▸ **Source excerpt**
** begin **

(Image Credit: NIST: Andrew Kim)
What’s at stake:
The CHIPS and Science Act is one of the most ambitious industrial policies the U.S. government has launched since the New Deal. Federal involvement in private industry ground to a halt in the administration of Ronald Reagan, which enforced the libertarian view that government guidelines are “business interferences” and financial assistance “handouts.” Given this recent history, the Department of Commerce has much to prove in executing the CHIPS Act fairly, effectively, transparently and on time.
The Chips Act’s stated goal is to produce closer to 20% of the world’s most advanced semiconductor chips by 2030 in the United States. Implicitly, the government must also work to gain the trust of the public. Intended beneficiaries of the CHIPS Act go beyond Wall Street and Silicon Valley, including workers, schools and diverse municipalities.
Often compared to the Apollo space program in its scale and aspiration, the CHIPS and Science Act — touted as a linchpin of economic and national security — received bipartisan support and was signed into law by President Joe Biden on August 9, 2022.
Two years in, it’s time to revisit the CHIPS and Science Act to assess its inner workings.
Eschewing the usual horserace analysis (“which companies got how much”), it’s more instructive to examine how the US government has been administering the program, who’s involved in making decisions, and how the feds plan to achieve the CHIPS Act’s goals.
While additional award announcements are expected, the Department of Commerce (DoC) to date has disbursed $32.5 billion in grant awards, 61 percent of the $52 billion earmarked for manufacturing grants and research investments.
Recommended Video: CHIPS Act Under The Hood
Diverse team
Rule number one in attempting to assess the CHIPS Act is: Never underestimate the power of the federal government.
The DoC is no stranger to semiconductor technology. For one, the National Institute of Standards and Technology (NIST), within Commerce, has conducted research on semiconductors since the 1940s, and it continues to work with the semiconductor industry to design and even manufacture chips.
But Commerce has gone head-hunting for the best and the brightest in the finance and the tech industries, forming a team, the CHIPS Program Office. Its members are responsible for overseeing $39 billion in semiconductor incentives and investing across the ecosystem and supply chain.
The CHIPS Program Office targeted experts in four different fields, ranging from the semiconductor industry and the finance/banking sector to academia and both federal and local governments.
Mike O’Brien, senior relationship director, told us, “When I joined the Chips Program Office in Feb. 2023, there were just five of us.” The team, now more than 140, is bigger than the University of Georgia’s football roster.
Those invited to join the Chips Program Office saw it as “a once in a generation opportunity for us to make a difference,” explained Lynelle McKay, senior relationship director. “Most of us working in the CHIPS Program Office are not from the government,” she noted.
The CHIPS Program’s diverse team includes seasoned executives from such chip companies as SK hynix, Intel, GlobalFoundries, NXP, Synopsys and Cadence, and experts in financing.
For instance, the Chief Investment Officer (CIO) of CHIPS Program Office is Todd Fisher, who spent 25 years at KKR, a private equity firm. DoC also tapped partners from Goldman Sachs, an investment banking cadre who “can really help us digest all this financial information in the applications,” noted O’Brien.
Drawn from federal and local governments are experts in workforce development, and lawyers who have specialized in the National Environmental Policy Act (NEPA).

** end **

▸ **What you will do**
A) Translate this sentence from the CHIPS Act passage into Spanish: "Two years in, it's time to revisit the CHIPS and Science Act to assess its inner workings."
B) Quote the CHIPS Act passage word for word from "The CHIPS Program’s" to "Policy Act (NEPA).".
The listing comes from a different source than the passage above.

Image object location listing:
** begin **

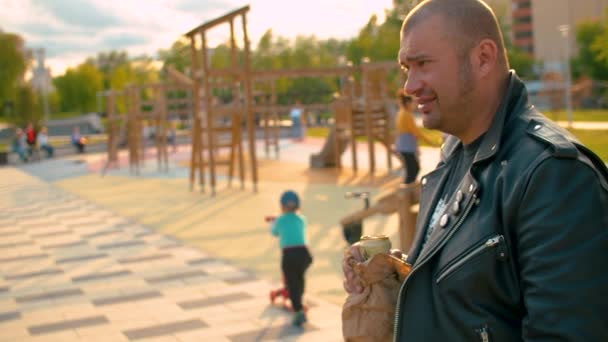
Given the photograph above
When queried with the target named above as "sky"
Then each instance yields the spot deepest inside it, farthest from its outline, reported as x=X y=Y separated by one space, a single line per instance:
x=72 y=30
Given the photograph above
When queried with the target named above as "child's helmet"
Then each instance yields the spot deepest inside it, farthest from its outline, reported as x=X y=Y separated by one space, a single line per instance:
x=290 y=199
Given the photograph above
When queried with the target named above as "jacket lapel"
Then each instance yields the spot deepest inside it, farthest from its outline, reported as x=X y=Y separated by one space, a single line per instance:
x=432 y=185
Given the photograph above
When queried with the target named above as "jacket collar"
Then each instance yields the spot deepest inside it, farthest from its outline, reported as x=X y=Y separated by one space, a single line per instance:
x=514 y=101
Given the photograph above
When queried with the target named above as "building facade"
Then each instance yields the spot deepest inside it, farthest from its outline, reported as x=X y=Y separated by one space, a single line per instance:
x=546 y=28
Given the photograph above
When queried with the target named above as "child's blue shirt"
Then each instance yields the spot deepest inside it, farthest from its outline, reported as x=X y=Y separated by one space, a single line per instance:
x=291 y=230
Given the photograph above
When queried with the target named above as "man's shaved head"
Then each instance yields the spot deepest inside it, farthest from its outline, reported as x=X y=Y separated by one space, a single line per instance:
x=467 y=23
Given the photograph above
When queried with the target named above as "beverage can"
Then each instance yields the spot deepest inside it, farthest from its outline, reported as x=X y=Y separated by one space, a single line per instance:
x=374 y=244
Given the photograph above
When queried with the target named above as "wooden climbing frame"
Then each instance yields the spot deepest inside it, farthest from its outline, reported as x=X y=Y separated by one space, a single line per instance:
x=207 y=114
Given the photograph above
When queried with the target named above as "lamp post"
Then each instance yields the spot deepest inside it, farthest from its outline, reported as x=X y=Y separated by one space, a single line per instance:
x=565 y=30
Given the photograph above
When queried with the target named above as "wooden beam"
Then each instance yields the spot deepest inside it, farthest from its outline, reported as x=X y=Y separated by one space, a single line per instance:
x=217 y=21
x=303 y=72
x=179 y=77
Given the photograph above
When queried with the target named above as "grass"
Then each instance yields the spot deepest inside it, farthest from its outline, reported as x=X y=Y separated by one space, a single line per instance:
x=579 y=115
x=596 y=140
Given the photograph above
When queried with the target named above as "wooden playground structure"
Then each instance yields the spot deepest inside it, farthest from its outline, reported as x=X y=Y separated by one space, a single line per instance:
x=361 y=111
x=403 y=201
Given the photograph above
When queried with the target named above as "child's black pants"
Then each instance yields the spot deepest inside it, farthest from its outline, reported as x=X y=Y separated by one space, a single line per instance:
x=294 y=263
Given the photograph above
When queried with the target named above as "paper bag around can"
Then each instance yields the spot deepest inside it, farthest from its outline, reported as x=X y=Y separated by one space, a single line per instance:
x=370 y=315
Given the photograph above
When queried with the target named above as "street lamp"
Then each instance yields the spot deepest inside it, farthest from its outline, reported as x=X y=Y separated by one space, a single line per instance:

** end **

▸ **Solutions to each task**
A) Dos años después, es momento de revisar la Ley CHIPS y de Ciencia para evaluar su funcionamiento interno.

B)
The CHIPS Program’s diverse team includes seasoned executives from such chip companies as SK hynix, Intel, GlobalFoundries, NXP, Synopsys and Cadence, and experts in financing.
For instance, the Chief Investment Officer (CIO) of CHIPS Program Office is Todd Fisher, who spent 25 years at KKR, a private equity firm. DoC also tapped partners from Goldman Sachs, an investment banking cadre who “can really help us digest all this financial information in the applications,” noted O’Brien.
Drawn from federal and local governments are experts in workforce development, and lawyers who have specialized in the National Environmental Policy Act (NEPA).